### Goal of the exercise
Extract the data below word for word, beginning with its first line and ending after the line that contains "<point>551,65</point>".

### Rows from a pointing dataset
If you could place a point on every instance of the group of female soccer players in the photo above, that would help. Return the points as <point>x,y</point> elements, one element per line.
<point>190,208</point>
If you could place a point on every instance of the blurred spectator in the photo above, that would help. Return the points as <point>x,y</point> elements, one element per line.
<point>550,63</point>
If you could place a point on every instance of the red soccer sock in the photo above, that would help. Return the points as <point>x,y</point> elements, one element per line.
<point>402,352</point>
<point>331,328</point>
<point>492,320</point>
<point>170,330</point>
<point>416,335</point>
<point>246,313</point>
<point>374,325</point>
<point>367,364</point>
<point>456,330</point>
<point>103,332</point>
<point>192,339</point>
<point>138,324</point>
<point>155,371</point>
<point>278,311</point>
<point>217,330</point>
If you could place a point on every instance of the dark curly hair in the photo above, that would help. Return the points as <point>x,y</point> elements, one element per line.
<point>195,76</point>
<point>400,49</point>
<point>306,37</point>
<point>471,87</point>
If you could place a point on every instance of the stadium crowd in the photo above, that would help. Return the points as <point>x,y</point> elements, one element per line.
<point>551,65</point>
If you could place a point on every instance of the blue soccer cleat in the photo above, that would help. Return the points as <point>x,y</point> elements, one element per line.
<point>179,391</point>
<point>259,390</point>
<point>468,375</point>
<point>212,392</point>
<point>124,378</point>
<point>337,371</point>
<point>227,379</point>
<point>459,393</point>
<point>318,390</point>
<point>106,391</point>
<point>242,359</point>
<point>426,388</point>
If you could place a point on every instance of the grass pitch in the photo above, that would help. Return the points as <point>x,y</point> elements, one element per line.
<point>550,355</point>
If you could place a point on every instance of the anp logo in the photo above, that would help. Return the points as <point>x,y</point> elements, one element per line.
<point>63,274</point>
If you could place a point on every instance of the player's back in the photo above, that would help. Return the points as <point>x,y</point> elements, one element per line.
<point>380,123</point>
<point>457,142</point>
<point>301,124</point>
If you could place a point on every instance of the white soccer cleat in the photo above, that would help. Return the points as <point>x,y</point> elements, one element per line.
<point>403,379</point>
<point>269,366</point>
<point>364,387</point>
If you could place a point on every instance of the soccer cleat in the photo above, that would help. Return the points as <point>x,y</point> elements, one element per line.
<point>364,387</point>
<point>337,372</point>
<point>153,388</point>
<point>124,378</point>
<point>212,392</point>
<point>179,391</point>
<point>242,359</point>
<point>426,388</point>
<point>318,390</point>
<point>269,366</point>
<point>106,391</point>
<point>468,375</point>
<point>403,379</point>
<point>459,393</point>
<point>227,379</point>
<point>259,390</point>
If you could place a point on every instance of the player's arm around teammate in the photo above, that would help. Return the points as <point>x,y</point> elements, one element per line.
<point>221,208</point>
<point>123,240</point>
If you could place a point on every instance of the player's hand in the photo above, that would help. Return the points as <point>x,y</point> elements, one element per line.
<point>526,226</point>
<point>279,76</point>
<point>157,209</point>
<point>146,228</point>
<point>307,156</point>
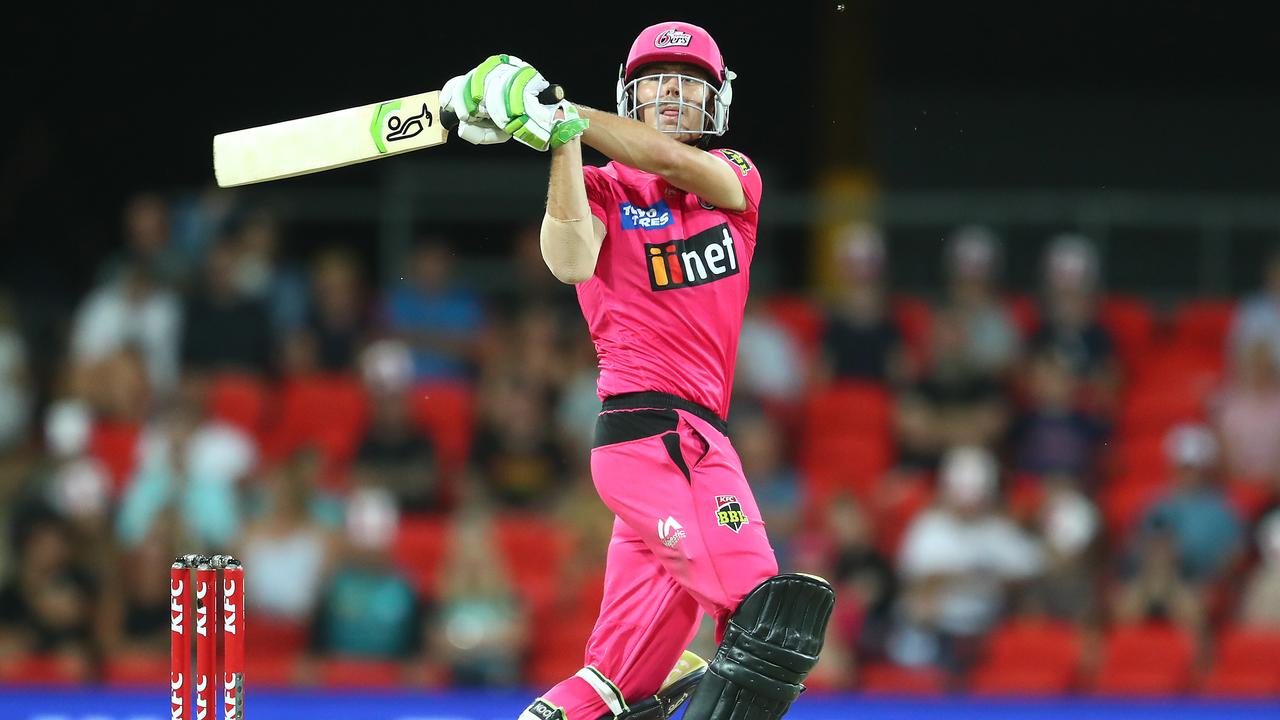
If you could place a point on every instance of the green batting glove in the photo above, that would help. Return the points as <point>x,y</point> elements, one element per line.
<point>465,94</point>
<point>511,100</point>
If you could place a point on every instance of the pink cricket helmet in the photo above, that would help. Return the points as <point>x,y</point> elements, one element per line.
<point>676,42</point>
<point>679,42</point>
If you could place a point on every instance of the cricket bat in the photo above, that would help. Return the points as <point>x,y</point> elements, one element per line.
<point>338,139</point>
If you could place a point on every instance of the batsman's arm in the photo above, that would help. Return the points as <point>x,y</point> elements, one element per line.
<point>571,236</point>
<point>643,147</point>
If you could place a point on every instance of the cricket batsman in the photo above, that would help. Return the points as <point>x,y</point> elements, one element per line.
<point>658,244</point>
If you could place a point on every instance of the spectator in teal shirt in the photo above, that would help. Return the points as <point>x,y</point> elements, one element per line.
<point>369,609</point>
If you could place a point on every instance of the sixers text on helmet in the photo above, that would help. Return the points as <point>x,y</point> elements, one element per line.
<point>672,36</point>
<point>704,258</point>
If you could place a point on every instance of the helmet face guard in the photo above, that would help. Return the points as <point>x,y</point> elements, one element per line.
<point>712,110</point>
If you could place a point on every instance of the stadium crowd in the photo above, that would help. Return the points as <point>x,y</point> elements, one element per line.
<point>1069,491</point>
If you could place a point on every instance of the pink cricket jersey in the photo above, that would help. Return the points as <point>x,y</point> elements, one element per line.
<point>664,306</point>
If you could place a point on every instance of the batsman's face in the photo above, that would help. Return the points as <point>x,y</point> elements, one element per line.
<point>675,96</point>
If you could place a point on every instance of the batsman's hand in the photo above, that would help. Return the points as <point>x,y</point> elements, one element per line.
<point>474,126</point>
<point>511,100</point>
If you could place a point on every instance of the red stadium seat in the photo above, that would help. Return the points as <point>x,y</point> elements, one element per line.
<point>1252,683</point>
<point>837,463</point>
<point>1243,648</point>
<point>535,551</point>
<point>327,410</point>
<point>1146,660</point>
<point>115,445</point>
<point>1142,456</point>
<point>853,406</point>
<point>1203,324</point>
<point>1124,504</point>
<point>348,673</point>
<point>41,670</point>
<point>274,638</point>
<point>137,669</point>
<point>1132,324</point>
<point>801,318</point>
<point>1055,646</point>
<point>421,545</point>
<point>1024,313</point>
<point>914,319</point>
<point>241,401</point>
<point>892,679</point>
<point>1152,409</point>
<point>446,413</point>
<point>272,670</point>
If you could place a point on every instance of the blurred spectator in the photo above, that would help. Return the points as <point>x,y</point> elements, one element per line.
<point>46,605</point>
<point>117,388</point>
<point>529,351</point>
<point>480,629</point>
<point>1069,320</point>
<point>1066,524</point>
<point>73,483</point>
<point>133,615</point>
<point>396,454</point>
<point>147,240</point>
<point>973,268</point>
<point>958,563</point>
<point>16,392</point>
<point>1257,319</point>
<point>1196,511</point>
<point>1184,542</point>
<point>334,328</point>
<point>192,465</point>
<point>136,310</point>
<point>437,317</point>
<point>200,218</point>
<point>867,586</point>
<point>860,340</point>
<point>369,607</point>
<point>955,402</point>
<point>288,550</point>
<point>265,274</point>
<point>1260,604</point>
<point>533,283</point>
<point>1248,417</point>
<point>516,455</point>
<point>224,329</point>
<point>769,365</point>
<point>759,443</point>
<point>1052,436</point>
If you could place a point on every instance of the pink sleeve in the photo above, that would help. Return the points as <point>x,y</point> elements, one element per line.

### Exercise result
If you could place a point on every instance of the group of female soccer players in the photo above, that would help. Return the points as <point>x,y</point> elements, one element per line.
<point>190,208</point>
If you could place a point on every instance of the blurred spectator in the photo above, that would help. Return the points as <point>x,y</point> elements, one element per line.
<point>550,63</point>
If you could place a point on every instance of the red soccer sock in the photo above, that would help. Return the points as <point>x,y</point> elements, one element per line.
<point>402,352</point>
<point>331,328</point>
<point>492,320</point>
<point>170,330</point>
<point>416,335</point>
<point>246,313</point>
<point>374,325</point>
<point>367,364</point>
<point>456,330</point>
<point>103,332</point>
<point>192,339</point>
<point>138,324</point>
<point>155,371</point>
<point>278,311</point>
<point>217,330</point>
If you could place a point on every instance of the dark curly hair in the photo above, that would help. Return the points as <point>x,y</point> elements, one element per line.
<point>195,76</point>
<point>400,49</point>
<point>306,37</point>
<point>471,87</point>
If you could place a point on every instance of the stadium crowd in the photo above, that would help. Return the points as <point>x,y</point> elements, one element per line.
<point>551,65</point>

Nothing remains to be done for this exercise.